PROMPT A
According to the heparin dosing abstract, why did the researchers build a reward network that captures clinicians' intentions instead of relying on explicitly defined rewards? Answer in one to three sentences.
PROMPT B
Copy word for word the passage of the heparin dosing abstract from "The paper tackled" to "thromboplastin time (aPTT).".

SELECTED EXTRACT
OMG-RL:Offline Model-based Guided Reward Learning for Heparin Treatment
This addresses the problem of medication dosing in healthcare by enabling more personalized treatment strategies, though it is incremental as it builds on existing inverse reinforcement learning methods.
The paper tackled the challenge of learning optimal heparin dosing strategies by developing a reward network that captures clinicians' therapeutic intentions from limited data, resulting in a policy that improved key indicators like activated partial thromboplastin time (aPTT).
Accurate medication dosing holds an important position in the overall patient therapeutic process. Therefore, much research has been conducted to develop optimal administration strategy based on Reinforcement learning (RL). However, Relying solely on a few explicitly defined reward functions makes it difficult to learn a treatment strategy that encompasses the diverse characteristics of various patients. Moreover, the multitude of drugs utilized in clinical practice makes it infeasible to construct a dedicated reward function for each medication. Here, we tried to develop a reward network that captures clinicians' therapeutic intentions, departing from explicit rewards, and to derive an optimal heparin dosing policy. In this study, we introduce Offline Model-based Guided Reward Learning (OMG-RL), which performs offline inverse RL (IRL). Through OMG-RL, we learn a parameterized reward function that captures the expert's intentions from limited data, thereby enhancing the agent's policy. We validate the proposed approach on the heparin dosing task. We show that OMG-RL policy is positively reinforced not only in terms of the learned reward network but also in activated partial thromboplastin time (aPTT), a key indicator for monitoring the effects of heparin. This means that the OMG-RL policy adequately reflects clinician's intentions. This approach can be widely utilized not only for the heparin dosing problem but also for RL-based medication dosing tasks in general.

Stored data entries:
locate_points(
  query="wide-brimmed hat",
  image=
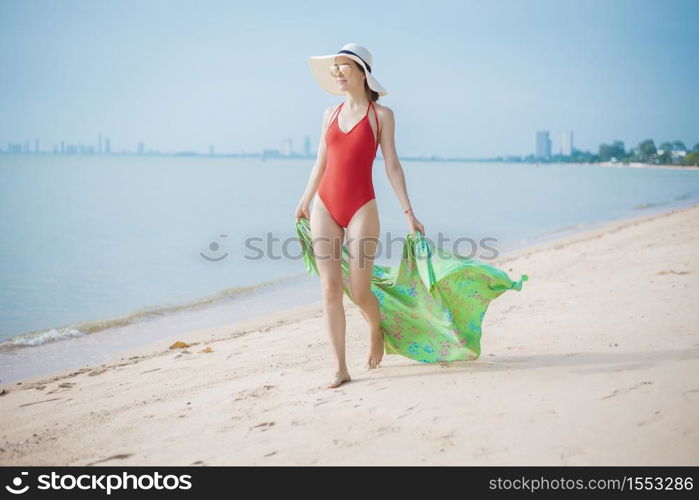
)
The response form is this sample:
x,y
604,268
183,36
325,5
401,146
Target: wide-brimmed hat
x,y
320,68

FINAL ANSWER A
A few explicitly defined reward functions make it difficult to learn a treatment strategy that covers the diverse characteristics of various patients. In addition, clinical practice uses so many drugs that constructing a dedicated reward function for each medication is infeasible.

FINAL ANSWER B
The paper tackled the challenge of learning optimal heparin dosing strategies by developing a reward network that captures clinicians' therapeutic intentions from limited data, resulting in a policy that improved key indicators like activated partial thromboplastin time (aPTT).